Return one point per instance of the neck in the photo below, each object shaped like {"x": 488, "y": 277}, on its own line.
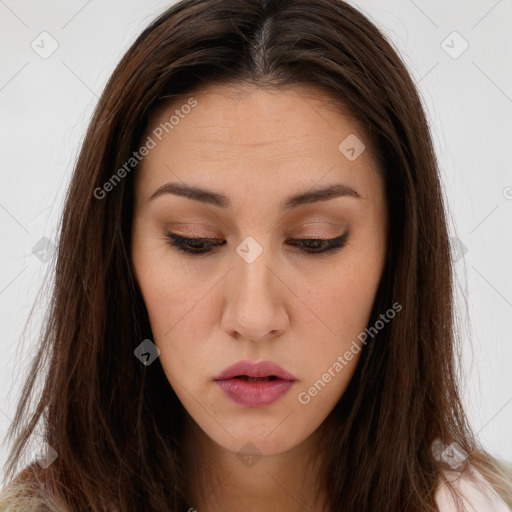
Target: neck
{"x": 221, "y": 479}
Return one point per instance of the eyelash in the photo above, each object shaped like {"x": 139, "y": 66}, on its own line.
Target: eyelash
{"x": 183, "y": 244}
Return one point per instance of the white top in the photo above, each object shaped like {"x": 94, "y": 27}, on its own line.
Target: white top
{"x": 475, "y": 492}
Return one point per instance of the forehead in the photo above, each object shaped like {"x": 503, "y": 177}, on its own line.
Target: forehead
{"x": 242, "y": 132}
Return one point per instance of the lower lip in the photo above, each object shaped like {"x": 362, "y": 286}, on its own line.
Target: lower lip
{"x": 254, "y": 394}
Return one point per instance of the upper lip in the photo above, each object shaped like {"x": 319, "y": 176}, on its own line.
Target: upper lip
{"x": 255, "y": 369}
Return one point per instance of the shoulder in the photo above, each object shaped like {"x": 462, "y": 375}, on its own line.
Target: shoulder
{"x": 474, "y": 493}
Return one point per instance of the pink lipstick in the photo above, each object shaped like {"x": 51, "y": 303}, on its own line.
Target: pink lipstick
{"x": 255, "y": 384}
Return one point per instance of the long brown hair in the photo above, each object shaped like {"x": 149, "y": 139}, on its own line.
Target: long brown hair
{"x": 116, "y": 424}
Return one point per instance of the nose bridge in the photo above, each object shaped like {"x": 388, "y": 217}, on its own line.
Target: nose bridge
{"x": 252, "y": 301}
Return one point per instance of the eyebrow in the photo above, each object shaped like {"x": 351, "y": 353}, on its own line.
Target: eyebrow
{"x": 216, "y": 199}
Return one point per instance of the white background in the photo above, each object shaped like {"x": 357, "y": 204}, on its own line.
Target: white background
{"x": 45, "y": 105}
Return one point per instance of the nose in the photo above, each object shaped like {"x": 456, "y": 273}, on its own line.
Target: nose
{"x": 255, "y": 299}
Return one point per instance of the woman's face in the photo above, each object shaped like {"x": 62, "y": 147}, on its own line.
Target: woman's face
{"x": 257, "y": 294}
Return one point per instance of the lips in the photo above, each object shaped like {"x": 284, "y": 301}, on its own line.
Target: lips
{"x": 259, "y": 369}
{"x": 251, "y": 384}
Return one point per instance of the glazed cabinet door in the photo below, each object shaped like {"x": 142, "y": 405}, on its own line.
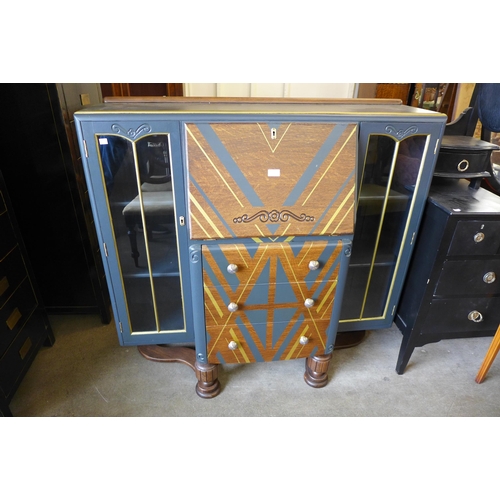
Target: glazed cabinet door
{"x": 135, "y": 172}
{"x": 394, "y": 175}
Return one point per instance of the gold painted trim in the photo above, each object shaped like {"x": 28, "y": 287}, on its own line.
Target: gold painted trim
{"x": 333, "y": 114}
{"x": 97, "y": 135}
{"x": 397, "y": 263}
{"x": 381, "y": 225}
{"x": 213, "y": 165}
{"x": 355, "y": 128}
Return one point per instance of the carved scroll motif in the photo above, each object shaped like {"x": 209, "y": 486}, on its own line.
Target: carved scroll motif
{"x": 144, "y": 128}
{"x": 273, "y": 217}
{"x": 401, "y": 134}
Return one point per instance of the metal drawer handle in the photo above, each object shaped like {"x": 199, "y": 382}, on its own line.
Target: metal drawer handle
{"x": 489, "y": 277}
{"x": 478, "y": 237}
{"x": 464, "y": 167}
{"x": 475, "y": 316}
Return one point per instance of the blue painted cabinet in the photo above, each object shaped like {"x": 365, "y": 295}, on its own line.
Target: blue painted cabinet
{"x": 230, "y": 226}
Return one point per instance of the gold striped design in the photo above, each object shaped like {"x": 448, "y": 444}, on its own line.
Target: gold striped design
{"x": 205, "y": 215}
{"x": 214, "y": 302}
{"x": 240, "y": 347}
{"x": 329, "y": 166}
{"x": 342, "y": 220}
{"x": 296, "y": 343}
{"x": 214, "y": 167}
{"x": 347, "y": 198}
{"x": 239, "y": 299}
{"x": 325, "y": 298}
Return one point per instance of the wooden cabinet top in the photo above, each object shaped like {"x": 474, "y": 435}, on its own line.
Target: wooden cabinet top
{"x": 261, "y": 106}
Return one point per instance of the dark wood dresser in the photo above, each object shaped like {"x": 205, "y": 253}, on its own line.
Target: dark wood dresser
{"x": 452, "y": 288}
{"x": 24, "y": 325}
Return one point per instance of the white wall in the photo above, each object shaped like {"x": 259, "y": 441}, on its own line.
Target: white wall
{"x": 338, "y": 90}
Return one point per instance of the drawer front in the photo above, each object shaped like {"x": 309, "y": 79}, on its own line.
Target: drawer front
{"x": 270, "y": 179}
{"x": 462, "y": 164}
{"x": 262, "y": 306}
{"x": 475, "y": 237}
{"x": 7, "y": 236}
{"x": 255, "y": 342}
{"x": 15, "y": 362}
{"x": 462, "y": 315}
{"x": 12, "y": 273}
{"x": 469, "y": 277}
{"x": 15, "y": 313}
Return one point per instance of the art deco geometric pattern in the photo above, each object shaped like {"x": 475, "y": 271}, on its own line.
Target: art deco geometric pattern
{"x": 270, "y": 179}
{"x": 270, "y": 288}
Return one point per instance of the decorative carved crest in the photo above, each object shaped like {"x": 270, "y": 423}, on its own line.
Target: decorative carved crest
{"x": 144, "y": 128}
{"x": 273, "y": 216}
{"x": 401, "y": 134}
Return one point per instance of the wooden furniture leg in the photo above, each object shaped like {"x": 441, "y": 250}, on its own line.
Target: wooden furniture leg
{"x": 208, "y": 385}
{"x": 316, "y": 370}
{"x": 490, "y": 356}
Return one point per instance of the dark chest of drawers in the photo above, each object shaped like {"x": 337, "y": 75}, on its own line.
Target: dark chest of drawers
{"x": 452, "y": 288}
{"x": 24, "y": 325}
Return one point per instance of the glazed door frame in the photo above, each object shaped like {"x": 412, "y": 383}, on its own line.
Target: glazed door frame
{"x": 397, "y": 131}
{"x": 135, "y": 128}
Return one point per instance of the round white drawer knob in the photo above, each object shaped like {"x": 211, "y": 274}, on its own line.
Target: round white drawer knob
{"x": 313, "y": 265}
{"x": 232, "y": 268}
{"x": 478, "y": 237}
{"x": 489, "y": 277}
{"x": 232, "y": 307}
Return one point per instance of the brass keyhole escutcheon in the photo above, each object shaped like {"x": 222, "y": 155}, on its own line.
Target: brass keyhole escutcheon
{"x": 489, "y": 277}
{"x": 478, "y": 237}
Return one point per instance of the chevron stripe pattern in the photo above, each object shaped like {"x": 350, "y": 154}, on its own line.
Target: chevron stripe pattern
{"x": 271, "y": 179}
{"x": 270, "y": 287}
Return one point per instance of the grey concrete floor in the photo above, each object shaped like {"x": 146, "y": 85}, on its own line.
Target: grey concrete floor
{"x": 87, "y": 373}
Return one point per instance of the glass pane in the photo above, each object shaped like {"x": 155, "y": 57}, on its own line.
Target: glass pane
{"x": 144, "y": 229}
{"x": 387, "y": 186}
■ ■ ■ ■
Copy everything from the line that contains "Return one point per instance of the chevron" down to the end of the entries, keeping each line as it is.

* _Solution to this exercise_
Return one point per instance of the chevron stripe pattern in the photo above, each object shaped like {"x": 350, "y": 154}, on its own line.
Target: chevron stripe pattern
{"x": 271, "y": 179}
{"x": 270, "y": 287}
Return one point per instance of the grey concrete floor in the photo above, each object shaped like {"x": 146, "y": 85}, on its own line.
Target: grey concrete floor
{"x": 87, "y": 373}
Return one point per instance of the glass pane in the photo above, each object shaped like {"x": 155, "y": 57}, on its own line.
Target: glass pane
{"x": 144, "y": 229}
{"x": 387, "y": 186}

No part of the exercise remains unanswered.